Notice that nowhere in this law does Moses “command” husbands to give their wives certificates of divorce, as the Pharisees claim.  Moses simply says, on God’s authority, that if men do this, they are not to use it as a pretext to pass women around among themselves.  In other words, this law is really designed as protection against sexual trafficking, not as a license for men to go back on their wedding vows.

God’s ideal intentions for marriage are the ones that Jesus describes: “What God has joined together, let no one separate.”  Nevertheless, even in the New Testament we find a further accommodation to unfortunate human situations in terms of divorce.  Paul writes to the Corinthians that if a person becomes a follower of Jesus and for that reason their unbelieving spouse wants to divorce them, “If the unbeliever leaves, let it be so. The brother or the sister is not bound in such circumstances; God has called us to live in peace.”

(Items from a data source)

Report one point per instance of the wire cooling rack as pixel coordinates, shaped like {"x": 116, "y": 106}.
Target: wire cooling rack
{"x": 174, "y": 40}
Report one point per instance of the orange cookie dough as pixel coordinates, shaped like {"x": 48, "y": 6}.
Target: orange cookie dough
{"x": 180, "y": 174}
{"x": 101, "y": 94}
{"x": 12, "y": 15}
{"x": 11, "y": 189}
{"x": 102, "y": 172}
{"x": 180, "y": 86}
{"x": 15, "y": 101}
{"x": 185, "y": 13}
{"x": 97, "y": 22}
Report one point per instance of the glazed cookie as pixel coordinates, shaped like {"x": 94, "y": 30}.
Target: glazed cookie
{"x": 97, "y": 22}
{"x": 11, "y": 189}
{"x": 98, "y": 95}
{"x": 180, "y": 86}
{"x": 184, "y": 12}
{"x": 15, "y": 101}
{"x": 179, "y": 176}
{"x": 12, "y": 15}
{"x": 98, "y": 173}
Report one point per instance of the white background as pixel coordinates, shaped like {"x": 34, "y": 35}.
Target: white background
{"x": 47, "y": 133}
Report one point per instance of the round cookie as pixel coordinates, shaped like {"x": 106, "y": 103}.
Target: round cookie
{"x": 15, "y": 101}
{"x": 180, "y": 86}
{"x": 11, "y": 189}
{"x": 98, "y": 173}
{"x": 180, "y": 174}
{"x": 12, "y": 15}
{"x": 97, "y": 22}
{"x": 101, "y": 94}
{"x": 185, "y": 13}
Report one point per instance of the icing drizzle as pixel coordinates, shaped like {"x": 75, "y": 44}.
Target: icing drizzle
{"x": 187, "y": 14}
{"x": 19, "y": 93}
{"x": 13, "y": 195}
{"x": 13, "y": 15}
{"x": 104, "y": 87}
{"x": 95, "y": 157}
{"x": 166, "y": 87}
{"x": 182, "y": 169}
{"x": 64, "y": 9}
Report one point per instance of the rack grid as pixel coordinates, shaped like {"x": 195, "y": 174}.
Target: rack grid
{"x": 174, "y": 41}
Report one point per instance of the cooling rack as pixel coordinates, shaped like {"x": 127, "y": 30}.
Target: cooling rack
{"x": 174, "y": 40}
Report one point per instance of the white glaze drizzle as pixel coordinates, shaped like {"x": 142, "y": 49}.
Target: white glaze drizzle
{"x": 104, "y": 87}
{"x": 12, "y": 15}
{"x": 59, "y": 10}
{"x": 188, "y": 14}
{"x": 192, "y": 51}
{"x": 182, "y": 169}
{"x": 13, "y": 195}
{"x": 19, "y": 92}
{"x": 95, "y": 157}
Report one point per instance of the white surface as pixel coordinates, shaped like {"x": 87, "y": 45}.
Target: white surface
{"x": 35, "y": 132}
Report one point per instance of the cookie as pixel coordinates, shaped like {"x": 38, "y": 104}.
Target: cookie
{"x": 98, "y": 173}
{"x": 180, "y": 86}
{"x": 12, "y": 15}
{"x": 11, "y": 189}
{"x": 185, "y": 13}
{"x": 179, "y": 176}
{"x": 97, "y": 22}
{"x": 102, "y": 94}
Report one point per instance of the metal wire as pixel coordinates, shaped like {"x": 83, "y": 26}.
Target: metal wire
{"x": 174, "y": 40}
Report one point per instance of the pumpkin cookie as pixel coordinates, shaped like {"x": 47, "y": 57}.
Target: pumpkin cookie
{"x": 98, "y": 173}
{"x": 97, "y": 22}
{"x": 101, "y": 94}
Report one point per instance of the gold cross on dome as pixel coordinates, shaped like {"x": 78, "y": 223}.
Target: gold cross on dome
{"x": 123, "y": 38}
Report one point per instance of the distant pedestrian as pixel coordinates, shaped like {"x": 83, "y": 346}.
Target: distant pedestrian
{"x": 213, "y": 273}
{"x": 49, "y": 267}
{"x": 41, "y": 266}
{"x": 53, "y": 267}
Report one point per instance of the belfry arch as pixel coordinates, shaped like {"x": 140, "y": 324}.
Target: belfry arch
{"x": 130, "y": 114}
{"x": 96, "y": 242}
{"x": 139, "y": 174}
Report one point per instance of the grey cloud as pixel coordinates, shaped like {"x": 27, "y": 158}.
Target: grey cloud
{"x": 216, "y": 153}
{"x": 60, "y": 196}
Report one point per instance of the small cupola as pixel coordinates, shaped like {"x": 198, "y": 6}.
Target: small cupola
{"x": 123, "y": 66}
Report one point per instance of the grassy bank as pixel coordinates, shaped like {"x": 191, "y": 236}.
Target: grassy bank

Task requirements>
Write out the passage on Moses, Jesus, and Paul regarding divorce word for word, in full.

Response to this task>
Notice that nowhere in this law does Moses “command” husbands to give their wives certificates of divorce, as the Pharisees claim.  Moses simply says, on God’s authority, that if men do this, they are not to use it as a pretext to pass women around among themselves.  In other words, this law is really designed as protection against sexual trafficking, not as a license for men to go back on their wedding vows.

God’s ideal intentions for marriage are the ones that Jesus describes: “What God has joined together, let no one separate.”  Nevertheless, even in the New Testament we find a further accommodation to unfortunate human situations in terms of divorce.  Paul writes to the Corinthians that if a person becomes a follower of Jesus and for that reason their unbelieving spouse wants to divorce them, “If the unbeliever leaves, let it be so. The brother or the sister is not bound in such circumstances; God has called us to live in peace.”